For a given data set, and a query that specifies a range for each attribute, find all records whose attributes lie in the given ranges.
The cost functions of various data structures, suitable for rectangular
queries, are provided on Figure 2-19. Of course, many other complex structures
exist, but they are mainly of theoretical interest only because of their
high storage overhead.
Figure -19: Storage and search time overheads for various data structures. N is the number of records, k is the number of attributes and F is the number of records found. For the quad tree, N1 is the number of nodes in the tree.
A few graphics explaining the implementation of some different structures are given below.
Figure -20: Case of a linked array used to index the data array.
Figure 2-20 presents the case of a linked array, with two attributes. For every value of every slider, the linked array table provides the list of data concerned. Besides, with every record is associated a flag that keeps count of the number of fields of the record which satisfy the region of interest. When this count becomes equal to the number of dimensions, then the record is displayed.
Figure -21: Case of a grid array used to index the data array.
On Figure 2-21, the method used by the grid array to index it is essentially a pair of indexed numbers or pointers which point to the first and to the last record in the data array that belong to the bucket.
Figure -22: Case of a k-d tree used to index the data array.
Figure 2-22 shows a part of a k-d tree and the data array associated with it. It is possible to implement optimizations on this tree, in order to fit different kind of applications. The detailed explanations of this kind of tree are not given here, but can be found easily.
Figure -23: Case of a quad tree used to index the data array.
The last structure studied in the paper concerns quad trees (see Figure 2-23). The main difference between quad trees and k-d trees is that the separation in different slices is made dimension after dimension in the case of k-d trees, and all dimensions together for the quad trees. In the quad tree case, if a node has D discriminator keys, there is 2D pointers for the children.
The article presents the total storage overhead for each of the four
structures, as well as the storage and search costs. It is an article very
interesting to consider if the structure of StarDOM has to be improved
in a next version.
Another important feature of systems like StarDOM is their information retrieval characteristic. Users may want to see exceptions in the database, through a color difference, isolated points, or huge points. Though, a particularity of StarDOM is that users, except in the case of creation of profiles, are free to choose which attribute to map on which feature (color, size, shape, and so on).
Of course, many interfaces propose different features to retrieve significant
data, and the number of different possibilities is very large.
Multi-window prototypes allow users to see the effects of a modification
of a query on an attribute on other sets of attributes. This is a very
important feature that helps users to track more easily exceptional data.
Of course, this feature is already present in many other database visualizations, like in [19] and [20], where the dynamic aggregation of data points proposes much more interesting feature. With their Visage’s "information-centric" approach, users can drag-and-drop objects between views and brush them. Its SAGE components overcome the problem of a limited set of visualizations by generating custom data visualization automatically.
Identically, the powerful DEVise system (see part 2.2.3.3.) coordinates region selections and axes of graphs to synchronize zoom and pan.
A recent development at the Human Computer Interaction Laboratory uses multiple view coordination in order to explore information. Chris North’s system, called Snap-Together Visualization (see [11]), has already proved its usability. The multiple coordinated view approach is a powerful and increasingly employed user-interface technique for exploring information. Each view is a visualization of some part of the information, and views are coordinated ("tightly coupled", or "linked") so that they operate together as a unified interface.

⁂

▶ _TASK DETAILS_: Continue the text on StarDOM and range-query data structures from where it stops. The records that follow play no part in this.

⁂

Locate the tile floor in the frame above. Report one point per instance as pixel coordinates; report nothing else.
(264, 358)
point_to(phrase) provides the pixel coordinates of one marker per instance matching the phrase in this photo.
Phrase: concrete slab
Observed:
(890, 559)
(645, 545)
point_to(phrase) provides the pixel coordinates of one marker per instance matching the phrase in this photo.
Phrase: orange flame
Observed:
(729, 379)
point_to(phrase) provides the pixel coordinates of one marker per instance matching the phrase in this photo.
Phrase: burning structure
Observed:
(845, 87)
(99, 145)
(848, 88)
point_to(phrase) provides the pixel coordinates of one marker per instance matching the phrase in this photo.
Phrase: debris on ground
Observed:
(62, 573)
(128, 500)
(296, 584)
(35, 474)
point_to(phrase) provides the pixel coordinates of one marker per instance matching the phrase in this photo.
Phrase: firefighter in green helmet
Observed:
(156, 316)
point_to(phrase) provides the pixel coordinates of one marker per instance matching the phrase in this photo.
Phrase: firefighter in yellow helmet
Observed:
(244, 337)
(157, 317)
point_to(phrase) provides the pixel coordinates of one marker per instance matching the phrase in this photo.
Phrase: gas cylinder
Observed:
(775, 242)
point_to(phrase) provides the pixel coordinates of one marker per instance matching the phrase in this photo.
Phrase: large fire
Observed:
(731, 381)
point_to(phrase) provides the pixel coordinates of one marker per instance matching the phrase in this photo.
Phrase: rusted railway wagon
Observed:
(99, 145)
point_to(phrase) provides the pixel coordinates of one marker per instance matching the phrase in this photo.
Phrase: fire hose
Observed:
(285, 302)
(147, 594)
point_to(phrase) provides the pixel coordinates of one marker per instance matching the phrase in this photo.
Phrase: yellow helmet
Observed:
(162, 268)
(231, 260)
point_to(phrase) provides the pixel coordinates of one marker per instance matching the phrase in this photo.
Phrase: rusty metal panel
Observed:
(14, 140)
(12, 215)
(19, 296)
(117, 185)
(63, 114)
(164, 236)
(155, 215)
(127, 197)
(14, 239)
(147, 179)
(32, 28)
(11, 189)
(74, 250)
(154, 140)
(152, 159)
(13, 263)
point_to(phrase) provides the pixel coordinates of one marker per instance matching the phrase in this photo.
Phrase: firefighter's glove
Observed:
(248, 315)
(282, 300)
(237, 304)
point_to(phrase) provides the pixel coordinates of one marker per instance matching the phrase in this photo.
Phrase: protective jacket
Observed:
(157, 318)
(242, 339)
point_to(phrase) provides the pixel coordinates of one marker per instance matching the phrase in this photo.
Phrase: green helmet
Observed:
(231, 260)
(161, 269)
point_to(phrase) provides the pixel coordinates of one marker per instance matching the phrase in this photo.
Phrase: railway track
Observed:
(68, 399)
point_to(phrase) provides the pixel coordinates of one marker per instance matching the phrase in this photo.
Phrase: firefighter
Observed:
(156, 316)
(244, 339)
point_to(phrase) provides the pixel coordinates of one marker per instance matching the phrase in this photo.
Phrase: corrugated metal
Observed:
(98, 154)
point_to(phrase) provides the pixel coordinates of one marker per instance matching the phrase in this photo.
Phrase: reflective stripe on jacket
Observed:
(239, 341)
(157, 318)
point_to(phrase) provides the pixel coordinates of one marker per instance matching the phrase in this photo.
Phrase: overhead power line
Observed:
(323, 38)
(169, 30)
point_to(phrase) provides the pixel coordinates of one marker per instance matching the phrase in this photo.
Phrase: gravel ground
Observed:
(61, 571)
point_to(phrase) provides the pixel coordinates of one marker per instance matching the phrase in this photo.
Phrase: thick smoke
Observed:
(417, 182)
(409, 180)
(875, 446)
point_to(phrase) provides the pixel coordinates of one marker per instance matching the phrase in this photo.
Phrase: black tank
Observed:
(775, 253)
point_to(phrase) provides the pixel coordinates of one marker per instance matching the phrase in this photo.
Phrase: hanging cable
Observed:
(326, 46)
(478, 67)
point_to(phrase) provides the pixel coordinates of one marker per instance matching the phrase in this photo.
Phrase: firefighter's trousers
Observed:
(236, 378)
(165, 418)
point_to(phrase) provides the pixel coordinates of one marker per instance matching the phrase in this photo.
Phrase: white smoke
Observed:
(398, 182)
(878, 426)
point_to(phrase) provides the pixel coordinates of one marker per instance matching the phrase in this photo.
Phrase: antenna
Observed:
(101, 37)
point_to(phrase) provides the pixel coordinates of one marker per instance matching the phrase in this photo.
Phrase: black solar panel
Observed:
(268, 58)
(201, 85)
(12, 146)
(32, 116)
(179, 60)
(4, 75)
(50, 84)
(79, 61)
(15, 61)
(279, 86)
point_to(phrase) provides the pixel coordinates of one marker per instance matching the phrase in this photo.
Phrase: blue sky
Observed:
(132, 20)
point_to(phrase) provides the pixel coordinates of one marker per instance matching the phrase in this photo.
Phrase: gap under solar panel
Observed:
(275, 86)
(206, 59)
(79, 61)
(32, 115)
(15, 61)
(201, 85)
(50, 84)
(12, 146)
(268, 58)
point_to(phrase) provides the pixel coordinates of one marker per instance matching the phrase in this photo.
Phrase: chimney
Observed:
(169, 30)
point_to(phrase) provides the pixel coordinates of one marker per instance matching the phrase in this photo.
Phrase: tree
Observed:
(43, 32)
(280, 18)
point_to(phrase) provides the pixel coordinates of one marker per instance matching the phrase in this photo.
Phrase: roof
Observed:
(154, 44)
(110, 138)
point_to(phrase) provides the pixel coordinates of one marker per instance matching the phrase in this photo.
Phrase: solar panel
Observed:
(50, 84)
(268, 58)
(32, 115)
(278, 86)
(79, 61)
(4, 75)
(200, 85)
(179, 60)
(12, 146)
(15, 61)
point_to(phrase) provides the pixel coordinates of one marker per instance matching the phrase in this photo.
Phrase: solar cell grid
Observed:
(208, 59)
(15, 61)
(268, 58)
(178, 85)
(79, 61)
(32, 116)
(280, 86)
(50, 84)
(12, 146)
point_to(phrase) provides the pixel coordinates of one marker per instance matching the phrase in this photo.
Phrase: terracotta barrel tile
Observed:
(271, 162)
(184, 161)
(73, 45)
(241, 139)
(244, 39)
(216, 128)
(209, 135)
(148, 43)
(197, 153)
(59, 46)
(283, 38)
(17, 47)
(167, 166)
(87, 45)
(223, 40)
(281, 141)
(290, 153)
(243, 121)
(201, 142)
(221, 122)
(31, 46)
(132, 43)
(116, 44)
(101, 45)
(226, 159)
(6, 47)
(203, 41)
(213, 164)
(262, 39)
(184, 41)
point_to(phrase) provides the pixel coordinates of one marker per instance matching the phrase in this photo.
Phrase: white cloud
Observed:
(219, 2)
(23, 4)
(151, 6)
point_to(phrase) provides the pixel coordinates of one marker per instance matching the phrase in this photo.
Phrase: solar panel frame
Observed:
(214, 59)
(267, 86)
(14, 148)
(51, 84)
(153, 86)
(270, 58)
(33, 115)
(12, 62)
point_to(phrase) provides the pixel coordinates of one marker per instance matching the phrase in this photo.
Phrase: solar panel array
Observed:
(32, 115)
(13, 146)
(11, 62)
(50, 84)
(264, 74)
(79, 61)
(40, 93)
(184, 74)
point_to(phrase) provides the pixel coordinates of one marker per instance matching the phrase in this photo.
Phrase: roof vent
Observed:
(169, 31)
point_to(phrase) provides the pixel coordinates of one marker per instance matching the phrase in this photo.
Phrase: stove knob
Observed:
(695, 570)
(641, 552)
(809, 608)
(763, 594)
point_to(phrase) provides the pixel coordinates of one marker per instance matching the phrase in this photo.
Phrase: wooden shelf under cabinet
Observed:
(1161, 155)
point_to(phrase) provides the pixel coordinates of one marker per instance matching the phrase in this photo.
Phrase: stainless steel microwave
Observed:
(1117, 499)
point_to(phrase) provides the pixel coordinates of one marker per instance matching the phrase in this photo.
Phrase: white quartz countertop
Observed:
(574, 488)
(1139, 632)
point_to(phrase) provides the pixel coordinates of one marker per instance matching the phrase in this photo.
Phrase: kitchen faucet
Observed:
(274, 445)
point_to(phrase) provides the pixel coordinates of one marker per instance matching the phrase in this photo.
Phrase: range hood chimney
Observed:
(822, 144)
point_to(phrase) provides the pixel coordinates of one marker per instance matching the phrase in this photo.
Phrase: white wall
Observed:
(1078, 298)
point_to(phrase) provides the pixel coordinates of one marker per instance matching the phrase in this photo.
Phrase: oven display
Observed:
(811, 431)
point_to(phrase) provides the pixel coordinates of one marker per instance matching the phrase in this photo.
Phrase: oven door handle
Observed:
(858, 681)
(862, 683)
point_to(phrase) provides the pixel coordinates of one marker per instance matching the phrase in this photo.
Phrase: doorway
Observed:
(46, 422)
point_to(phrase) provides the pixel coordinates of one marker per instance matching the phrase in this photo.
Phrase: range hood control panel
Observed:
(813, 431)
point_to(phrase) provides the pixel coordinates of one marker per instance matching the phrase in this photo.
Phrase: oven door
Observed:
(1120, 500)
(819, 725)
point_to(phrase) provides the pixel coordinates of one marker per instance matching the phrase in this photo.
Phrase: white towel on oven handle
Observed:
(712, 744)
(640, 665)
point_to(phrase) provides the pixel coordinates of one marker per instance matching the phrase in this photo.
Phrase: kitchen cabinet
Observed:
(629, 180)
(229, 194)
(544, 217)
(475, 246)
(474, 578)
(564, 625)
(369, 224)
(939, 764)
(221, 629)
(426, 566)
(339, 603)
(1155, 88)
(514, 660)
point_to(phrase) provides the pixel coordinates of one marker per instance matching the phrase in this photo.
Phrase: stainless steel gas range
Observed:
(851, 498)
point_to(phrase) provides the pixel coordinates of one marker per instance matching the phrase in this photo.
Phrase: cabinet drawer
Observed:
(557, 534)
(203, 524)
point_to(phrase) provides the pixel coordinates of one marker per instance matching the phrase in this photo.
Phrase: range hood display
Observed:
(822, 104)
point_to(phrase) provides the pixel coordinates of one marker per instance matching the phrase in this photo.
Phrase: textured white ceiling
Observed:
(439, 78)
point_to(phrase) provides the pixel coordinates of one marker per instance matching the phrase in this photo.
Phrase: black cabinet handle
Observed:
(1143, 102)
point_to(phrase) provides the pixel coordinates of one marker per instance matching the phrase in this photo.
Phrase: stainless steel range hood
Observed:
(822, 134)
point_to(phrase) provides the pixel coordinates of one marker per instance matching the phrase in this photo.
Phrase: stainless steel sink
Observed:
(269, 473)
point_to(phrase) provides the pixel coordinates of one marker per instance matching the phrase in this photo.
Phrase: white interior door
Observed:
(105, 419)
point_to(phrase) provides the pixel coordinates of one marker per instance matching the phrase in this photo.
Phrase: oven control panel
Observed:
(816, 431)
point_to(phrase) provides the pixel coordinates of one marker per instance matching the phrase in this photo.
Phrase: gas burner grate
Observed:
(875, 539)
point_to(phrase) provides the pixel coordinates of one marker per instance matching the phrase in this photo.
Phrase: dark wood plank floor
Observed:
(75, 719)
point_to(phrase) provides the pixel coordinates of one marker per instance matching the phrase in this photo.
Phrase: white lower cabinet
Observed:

⁂

▶ _RESULT OF THE TASK_:
Snap-Together Visualization (STV) has an architecture and system that allows users to coordinate visualization tools. Users can build coordinated multiple-view interfaces for information exploration that are customized to the specific needs of their data and tasks. Users query their data and load results into desired visualizations, then establish coordination between visualizations for selecting, navigating, or re-querying. Developers can make independent visualization tools ‘snap-able’ by simply including a few hooks with a small amount of code.
STV creates a new class of users called "coordination designers". Coordination designers know the data, have knowledge of good user interface design, and use STV to construct coordinated multiple-view interfaces. Coordination designers can be end-users who snap visualizations together for their own browsing needs. Or, coordination designers, like web designers, can build browsing interfaces for other less-knowledgeable end-users to explore information. Coordinated designs can be saved, distributed, and then broadly used by others.
Figure 2-24 presents an example of Snap-Together use. This complex scenario
is used in the case of WestGroup which provides information support for
legal professionals, including databases of millions of court cases from
Federal and state jurisdictions. STV is used to quickly prototype multi-view
visualizations to help WestGroup explore user interface alternatives for
different "workbenches", for different types of users.
Figure -24: Exploring legal information with a searcher's workbench created using Snap-Together Visualization. The Search Term box executes a search query and loads the results into the text view and Spotfire. Selecting a case in Spotfire highlights the title in the text view and loads details of the case into the Case Viewer (bottom). The Case Viewer is composed of 3 views (left to right): case overview, headnotes, and decision text. Scrolling in the headnotes and decision text is synchronized, and selecting in the overview scrolls both.
The STV system (Snap-Together Visualization) can drop or paste any OLE
compliant window and extract any fields from records. STV is currently
developed on the Windows platform, using ODBC for database access, and
COM for inter-process communication. Even if StarDOM is implemented in
Java, and can use ODBC to provide database access, there is no possible
inter-process communication, without restricting the system to the Windows
platform.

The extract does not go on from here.